> **Stated problem**
Count the lines in the data below that contain the string "opening", with matching case-sensitive. Output only the resulting number.

> **Excerpted data**

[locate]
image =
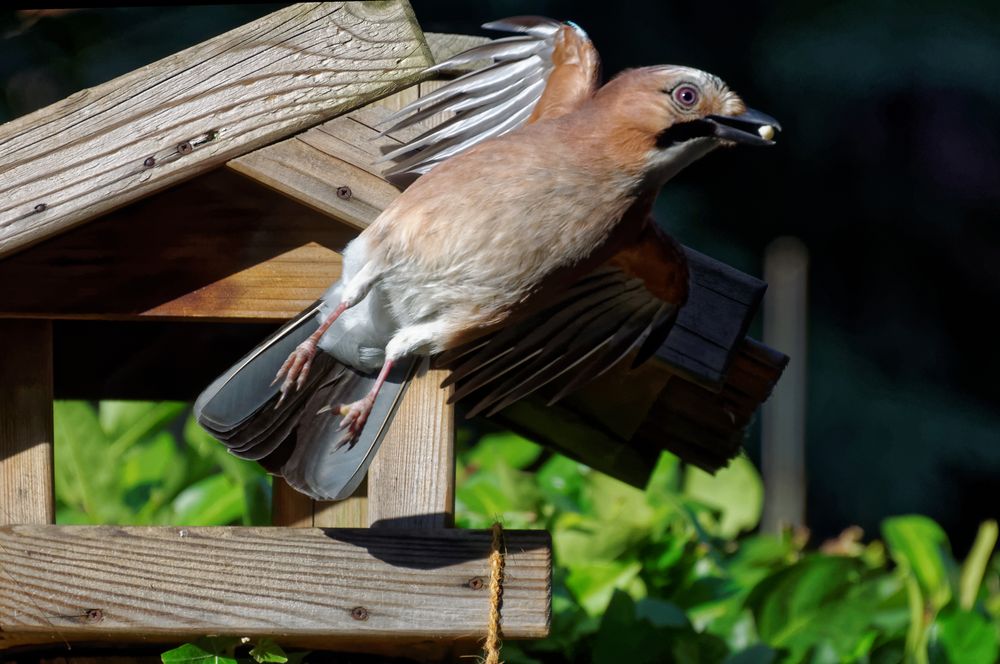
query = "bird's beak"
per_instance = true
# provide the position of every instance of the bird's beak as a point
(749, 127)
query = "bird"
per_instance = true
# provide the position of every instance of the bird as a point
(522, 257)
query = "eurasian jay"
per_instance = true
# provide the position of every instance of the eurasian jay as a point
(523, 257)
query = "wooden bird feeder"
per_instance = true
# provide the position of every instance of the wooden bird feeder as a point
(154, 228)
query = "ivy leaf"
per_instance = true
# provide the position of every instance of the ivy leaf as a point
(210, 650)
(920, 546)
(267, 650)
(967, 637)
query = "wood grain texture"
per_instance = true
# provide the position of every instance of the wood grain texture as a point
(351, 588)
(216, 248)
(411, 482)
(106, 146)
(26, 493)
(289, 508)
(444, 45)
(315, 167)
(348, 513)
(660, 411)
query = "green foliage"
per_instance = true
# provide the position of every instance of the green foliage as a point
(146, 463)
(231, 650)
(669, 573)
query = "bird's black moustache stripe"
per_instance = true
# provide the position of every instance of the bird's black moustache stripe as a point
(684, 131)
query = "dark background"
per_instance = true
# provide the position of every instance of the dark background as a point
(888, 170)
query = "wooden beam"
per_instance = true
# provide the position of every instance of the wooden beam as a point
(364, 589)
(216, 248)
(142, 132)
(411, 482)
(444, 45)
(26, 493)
* * *
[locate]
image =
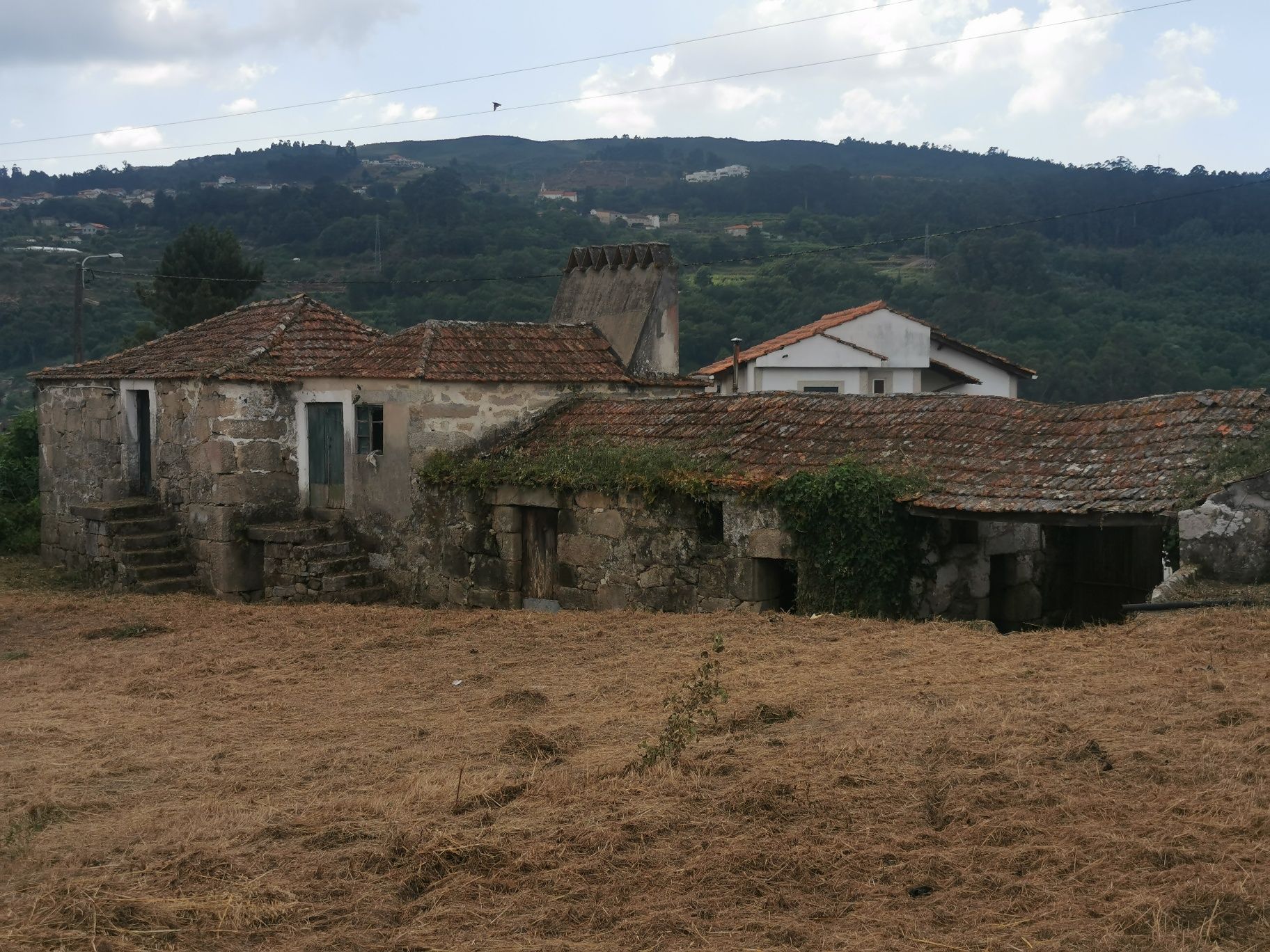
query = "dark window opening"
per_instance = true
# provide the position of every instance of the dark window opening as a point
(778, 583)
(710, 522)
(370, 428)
--
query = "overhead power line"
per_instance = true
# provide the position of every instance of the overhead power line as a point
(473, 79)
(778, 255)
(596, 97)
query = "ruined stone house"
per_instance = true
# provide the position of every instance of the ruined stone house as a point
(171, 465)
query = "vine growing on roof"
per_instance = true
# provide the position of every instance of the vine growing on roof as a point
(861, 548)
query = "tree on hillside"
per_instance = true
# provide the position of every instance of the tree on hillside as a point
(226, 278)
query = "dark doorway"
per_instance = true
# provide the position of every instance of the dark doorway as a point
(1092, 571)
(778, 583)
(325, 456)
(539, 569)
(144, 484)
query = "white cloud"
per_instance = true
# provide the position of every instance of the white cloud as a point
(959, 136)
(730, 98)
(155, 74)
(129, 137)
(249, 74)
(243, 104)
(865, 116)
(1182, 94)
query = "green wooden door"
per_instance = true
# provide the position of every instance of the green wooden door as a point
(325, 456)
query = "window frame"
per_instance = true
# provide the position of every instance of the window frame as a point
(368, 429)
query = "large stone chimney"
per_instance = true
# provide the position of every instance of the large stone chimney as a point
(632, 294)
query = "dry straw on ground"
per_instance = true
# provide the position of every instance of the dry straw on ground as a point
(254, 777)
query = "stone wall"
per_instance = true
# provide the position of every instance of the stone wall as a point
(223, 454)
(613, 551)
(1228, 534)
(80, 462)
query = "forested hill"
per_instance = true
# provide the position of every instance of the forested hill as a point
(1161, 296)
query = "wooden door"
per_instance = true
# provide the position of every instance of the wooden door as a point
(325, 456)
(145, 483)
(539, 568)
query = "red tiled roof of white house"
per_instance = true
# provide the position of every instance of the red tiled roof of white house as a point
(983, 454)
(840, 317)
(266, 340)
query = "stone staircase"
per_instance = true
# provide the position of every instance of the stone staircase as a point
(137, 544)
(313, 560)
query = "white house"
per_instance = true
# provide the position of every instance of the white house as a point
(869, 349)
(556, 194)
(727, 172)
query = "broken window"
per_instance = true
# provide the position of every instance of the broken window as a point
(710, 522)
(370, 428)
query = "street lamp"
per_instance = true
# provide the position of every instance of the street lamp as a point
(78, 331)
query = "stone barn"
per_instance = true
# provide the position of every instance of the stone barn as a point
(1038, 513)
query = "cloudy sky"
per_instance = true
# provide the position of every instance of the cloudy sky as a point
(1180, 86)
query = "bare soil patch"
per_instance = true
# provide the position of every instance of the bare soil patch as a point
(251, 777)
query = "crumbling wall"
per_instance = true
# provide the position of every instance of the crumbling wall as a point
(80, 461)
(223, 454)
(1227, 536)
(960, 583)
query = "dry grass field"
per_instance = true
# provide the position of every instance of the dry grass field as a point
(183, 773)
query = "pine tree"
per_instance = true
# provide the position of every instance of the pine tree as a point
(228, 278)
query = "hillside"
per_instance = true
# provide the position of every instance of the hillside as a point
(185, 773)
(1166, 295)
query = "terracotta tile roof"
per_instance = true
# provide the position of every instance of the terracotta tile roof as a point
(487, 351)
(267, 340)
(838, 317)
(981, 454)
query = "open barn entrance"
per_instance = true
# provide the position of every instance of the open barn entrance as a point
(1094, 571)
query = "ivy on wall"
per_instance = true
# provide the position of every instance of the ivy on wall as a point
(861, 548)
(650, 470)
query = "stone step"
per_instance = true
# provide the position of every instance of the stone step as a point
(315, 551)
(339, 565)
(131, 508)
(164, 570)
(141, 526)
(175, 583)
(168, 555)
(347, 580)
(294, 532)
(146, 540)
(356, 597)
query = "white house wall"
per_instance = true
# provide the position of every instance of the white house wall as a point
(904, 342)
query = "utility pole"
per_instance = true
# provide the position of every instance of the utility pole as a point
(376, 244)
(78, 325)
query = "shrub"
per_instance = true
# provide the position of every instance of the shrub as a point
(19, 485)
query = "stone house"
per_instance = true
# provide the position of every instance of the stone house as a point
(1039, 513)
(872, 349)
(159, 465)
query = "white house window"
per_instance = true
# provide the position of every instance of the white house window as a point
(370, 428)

> **Result of the task**
2